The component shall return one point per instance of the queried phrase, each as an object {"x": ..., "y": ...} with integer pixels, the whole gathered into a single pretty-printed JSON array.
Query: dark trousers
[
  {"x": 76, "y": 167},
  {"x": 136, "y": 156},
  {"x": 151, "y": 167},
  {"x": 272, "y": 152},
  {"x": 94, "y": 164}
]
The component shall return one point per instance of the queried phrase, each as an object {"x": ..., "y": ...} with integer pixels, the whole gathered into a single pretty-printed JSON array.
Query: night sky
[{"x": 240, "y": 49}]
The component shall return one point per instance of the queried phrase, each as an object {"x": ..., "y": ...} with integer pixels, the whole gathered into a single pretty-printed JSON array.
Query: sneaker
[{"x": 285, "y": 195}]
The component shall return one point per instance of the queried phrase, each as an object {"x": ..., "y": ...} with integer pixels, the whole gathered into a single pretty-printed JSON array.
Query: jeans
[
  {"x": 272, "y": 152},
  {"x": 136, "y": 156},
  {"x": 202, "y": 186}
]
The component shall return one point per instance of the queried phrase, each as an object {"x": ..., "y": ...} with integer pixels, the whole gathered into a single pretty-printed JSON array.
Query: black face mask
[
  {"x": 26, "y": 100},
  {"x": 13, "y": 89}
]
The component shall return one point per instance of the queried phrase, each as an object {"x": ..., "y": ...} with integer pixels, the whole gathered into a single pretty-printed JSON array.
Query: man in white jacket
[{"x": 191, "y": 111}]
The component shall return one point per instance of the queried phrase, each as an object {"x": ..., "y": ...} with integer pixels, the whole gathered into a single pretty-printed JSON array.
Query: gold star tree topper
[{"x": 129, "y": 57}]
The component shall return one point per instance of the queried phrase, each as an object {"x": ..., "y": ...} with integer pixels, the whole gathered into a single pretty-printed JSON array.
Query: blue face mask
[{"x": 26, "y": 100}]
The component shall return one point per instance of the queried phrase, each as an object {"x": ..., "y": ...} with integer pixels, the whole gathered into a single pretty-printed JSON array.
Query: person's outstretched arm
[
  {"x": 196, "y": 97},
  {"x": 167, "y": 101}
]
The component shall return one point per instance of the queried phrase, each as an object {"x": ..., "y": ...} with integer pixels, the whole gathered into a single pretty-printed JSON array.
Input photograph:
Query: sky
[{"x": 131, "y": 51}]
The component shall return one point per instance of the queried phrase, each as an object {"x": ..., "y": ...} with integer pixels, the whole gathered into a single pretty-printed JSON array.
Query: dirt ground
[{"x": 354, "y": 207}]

To do >> Transcribe every record above so that nothing differs from the original.

Solution to this task >>
The component shall return one point per instance of the queried phrase, each as an object {"x": ..., "y": ...} with integer pixels, the whole gathered into a single pretty-printed JSON array.
Query: dark trousers
[
  {"x": 76, "y": 167},
  {"x": 136, "y": 156},
  {"x": 151, "y": 167},
  {"x": 272, "y": 152},
  {"x": 94, "y": 164}
]
The component shall return one point per instance of the queried phrase, each as an object {"x": ..., "y": ...} with integer pixels, the whole gathered into a single pretty-printed JSON array.
Query: night sky
[{"x": 240, "y": 49}]
The component shall return one point per instance of the queried phrase, each as an object {"x": ..., "y": ...} with integer pixels, the whole gathered into a single pretty-printed JSON array.
Query: sneaker
[{"x": 285, "y": 195}]
The component shall return one point per instance of the queried phrase, each as an object {"x": ..., "y": ...} with integer pixels, the whole gathered into a single pretty-printed JSON array.
Query: jeans
[
  {"x": 272, "y": 152},
  {"x": 136, "y": 156},
  {"x": 202, "y": 186}
]
The component shall return one point per instance of the queried phrase, each as an object {"x": ..., "y": ...} with integer pixels, the whole gathered into a single pretty-printed JSON array.
Query: black face mask
[
  {"x": 26, "y": 100},
  {"x": 13, "y": 89}
]
The component shall return one point per instance of the queried phrase, each as an object {"x": ..., "y": ...} with integer pixels, the whole gathered into a single pretty-printed JSON array.
Query: man in white jacket
[{"x": 191, "y": 111}]
The component shall return one point per instance of the queried phrase, each as an object {"x": ..., "y": ...} with integer pixels, the whole gathered into a single pretty-printed JSON array.
Query: gold star tree topper
[{"x": 129, "y": 57}]
The component shall return one point per instance of the queried phrase, each as an object {"x": ..., "y": ...} with integer pixels, the whole gathered into a single pretty-printed JSON array.
Query: blue face mask
[{"x": 26, "y": 100}]
The component shall return one point per instance of the queried phrase, each as an object {"x": ..., "y": ...} with integer pixels, the whole gathered into a single pretty-printed JSON array.
Query: person's outstretched arm
[
  {"x": 196, "y": 97},
  {"x": 167, "y": 101}
]
The component shall return one point per instance of the queried phrase, each as an object {"x": ..., "y": ...} with integer pixels, the whole gathered into a single pretty-printed JSON array.
Input photograph:
Query: sky
[{"x": 131, "y": 51}]
The component shall return one point per instance of the queried phrase, each as an object {"x": ..., "y": ...} with integer pixels, the whole gathered into a single pretty-printed JSON array.
Query: dirt ground
[{"x": 354, "y": 207}]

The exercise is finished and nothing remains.